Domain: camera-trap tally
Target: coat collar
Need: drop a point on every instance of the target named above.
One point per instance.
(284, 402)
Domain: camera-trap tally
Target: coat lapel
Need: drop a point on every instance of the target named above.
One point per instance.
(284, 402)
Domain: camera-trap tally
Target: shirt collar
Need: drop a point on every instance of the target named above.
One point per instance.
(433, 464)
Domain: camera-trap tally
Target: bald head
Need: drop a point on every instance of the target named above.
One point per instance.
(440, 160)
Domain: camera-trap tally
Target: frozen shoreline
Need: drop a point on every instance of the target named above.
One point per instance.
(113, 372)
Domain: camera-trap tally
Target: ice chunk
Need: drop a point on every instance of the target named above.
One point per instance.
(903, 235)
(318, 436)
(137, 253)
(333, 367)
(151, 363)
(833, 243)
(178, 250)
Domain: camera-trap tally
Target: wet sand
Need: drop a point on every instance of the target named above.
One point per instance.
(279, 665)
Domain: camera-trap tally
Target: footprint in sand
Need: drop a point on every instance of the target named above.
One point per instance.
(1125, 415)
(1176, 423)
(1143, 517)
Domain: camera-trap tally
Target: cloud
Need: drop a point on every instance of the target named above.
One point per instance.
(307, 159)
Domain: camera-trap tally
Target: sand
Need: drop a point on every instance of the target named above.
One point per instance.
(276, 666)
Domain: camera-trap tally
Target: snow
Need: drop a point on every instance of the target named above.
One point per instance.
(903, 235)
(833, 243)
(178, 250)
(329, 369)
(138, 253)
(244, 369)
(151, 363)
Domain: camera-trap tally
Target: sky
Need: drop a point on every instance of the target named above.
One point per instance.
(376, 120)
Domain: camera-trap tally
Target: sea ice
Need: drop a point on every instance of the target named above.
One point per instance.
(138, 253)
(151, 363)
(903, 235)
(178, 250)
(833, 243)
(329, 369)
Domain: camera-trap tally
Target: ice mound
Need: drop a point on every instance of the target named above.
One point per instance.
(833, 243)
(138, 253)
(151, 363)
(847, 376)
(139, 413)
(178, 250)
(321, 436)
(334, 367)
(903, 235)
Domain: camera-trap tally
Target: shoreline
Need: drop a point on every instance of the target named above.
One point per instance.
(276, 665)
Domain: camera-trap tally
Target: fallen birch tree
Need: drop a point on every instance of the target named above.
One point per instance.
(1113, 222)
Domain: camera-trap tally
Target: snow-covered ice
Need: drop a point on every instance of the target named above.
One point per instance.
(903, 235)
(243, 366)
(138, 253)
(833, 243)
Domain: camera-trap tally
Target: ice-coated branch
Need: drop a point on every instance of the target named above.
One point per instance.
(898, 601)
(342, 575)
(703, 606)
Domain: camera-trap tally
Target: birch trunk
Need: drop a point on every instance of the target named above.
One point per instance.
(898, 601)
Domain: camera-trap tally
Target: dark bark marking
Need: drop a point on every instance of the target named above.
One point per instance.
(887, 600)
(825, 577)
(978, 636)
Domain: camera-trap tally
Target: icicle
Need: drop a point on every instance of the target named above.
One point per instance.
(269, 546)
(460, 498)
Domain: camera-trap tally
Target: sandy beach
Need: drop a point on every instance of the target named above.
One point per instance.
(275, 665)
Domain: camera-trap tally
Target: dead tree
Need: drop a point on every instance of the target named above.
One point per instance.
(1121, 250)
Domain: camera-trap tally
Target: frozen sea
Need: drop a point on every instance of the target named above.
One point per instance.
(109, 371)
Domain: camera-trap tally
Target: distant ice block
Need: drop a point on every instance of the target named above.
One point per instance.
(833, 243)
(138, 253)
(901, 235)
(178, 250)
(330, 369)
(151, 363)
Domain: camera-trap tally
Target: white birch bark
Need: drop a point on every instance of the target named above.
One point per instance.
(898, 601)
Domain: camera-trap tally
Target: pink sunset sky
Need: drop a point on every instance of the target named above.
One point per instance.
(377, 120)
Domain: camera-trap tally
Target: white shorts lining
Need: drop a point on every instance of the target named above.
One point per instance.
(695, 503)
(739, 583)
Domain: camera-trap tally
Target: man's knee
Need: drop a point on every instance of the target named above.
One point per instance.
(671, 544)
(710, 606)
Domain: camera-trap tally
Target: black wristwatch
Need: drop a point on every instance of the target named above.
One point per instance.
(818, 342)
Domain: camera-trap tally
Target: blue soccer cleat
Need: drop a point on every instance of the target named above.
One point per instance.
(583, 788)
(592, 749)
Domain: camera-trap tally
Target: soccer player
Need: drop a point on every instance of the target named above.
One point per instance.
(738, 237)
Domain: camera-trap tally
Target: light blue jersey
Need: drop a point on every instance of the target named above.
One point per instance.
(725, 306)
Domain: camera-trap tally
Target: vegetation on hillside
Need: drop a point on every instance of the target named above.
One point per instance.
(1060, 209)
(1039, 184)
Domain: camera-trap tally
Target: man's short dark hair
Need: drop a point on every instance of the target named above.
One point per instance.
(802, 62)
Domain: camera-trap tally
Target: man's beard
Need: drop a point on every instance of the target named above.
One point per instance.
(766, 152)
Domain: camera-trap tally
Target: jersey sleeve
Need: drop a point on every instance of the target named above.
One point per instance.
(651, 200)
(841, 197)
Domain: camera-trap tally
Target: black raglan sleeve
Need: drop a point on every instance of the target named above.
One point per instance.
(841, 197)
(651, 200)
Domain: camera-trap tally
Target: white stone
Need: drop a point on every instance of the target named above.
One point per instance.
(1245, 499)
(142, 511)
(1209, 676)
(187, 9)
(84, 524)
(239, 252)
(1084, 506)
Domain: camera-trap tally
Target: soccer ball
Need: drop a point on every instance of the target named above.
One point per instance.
________________
Given request |
Lay out the lines, from the first line of the records through the line containing "(1143, 517)", as a Markdown table with a Row column holding a running number and a Line column holding the line. Include both end lines, and leave out any blank lines.

Correct answer |
| Row | Line |
|---|---|
| 1 | Domain: camera-trap tally |
| 2 | Target: coat collar |
| 3 | Need: drop a point on every instance of the target named above. |
| 4 | One point per instance. |
| 5 | (284, 402) |
| 6 | Domain: camera-trap tally |
| 7 | Target: coat lapel |
| 8 | Need: drop a point on every instance of the target named above. |
| 9 | One point per instance. |
| 10 | (284, 402) |
| 11 | Domain: camera-trap tally |
| 12 | Target: shirt collar |
| 13 | Need: drop a point on every instance of the target named above. |
| 14 | One point per instance. |
| 15 | (433, 464) |
| 16 | Domain: camera-trap tally |
| 17 | Target: bald head |
| 18 | Need: drop a point on every instance of the target named above. |
| 19 | One point per instance. |
| 20 | (440, 160) |
| 21 | Domain: camera-trap tally |
| 22 | Target: frozen shoreline |
| 23 | Need: drop a point on every instance of the target named above. |
| 24 | One point per instance. |
| 25 | (113, 372) |
| 26 | Domain: camera-trap tally |
| 27 | Target: ice chunk |
| 28 | Need: drop a point on every instance of the target named above. |
| 29 | One point per instance. |
| 30 | (903, 235) |
| 31 | (318, 436) |
| 32 | (137, 253) |
| 33 | (333, 367) |
| 34 | (151, 363) |
| 35 | (833, 243) |
| 36 | (178, 250) |
| 37 | Domain: camera-trap tally |
| 38 | Target: wet sand |
| 39 | Need: drop a point on every instance of the target named above. |
| 40 | One point per instance. |
| 41 | (279, 665) |
| 42 | Domain: camera-trap tally |
| 43 | Target: footprint in sand |
| 44 | Need: drop a point on every instance of the target named above. |
| 45 | One point per instance. |
| 46 | (1125, 415) |
| 47 | (1176, 423) |
| 48 | (1143, 517) |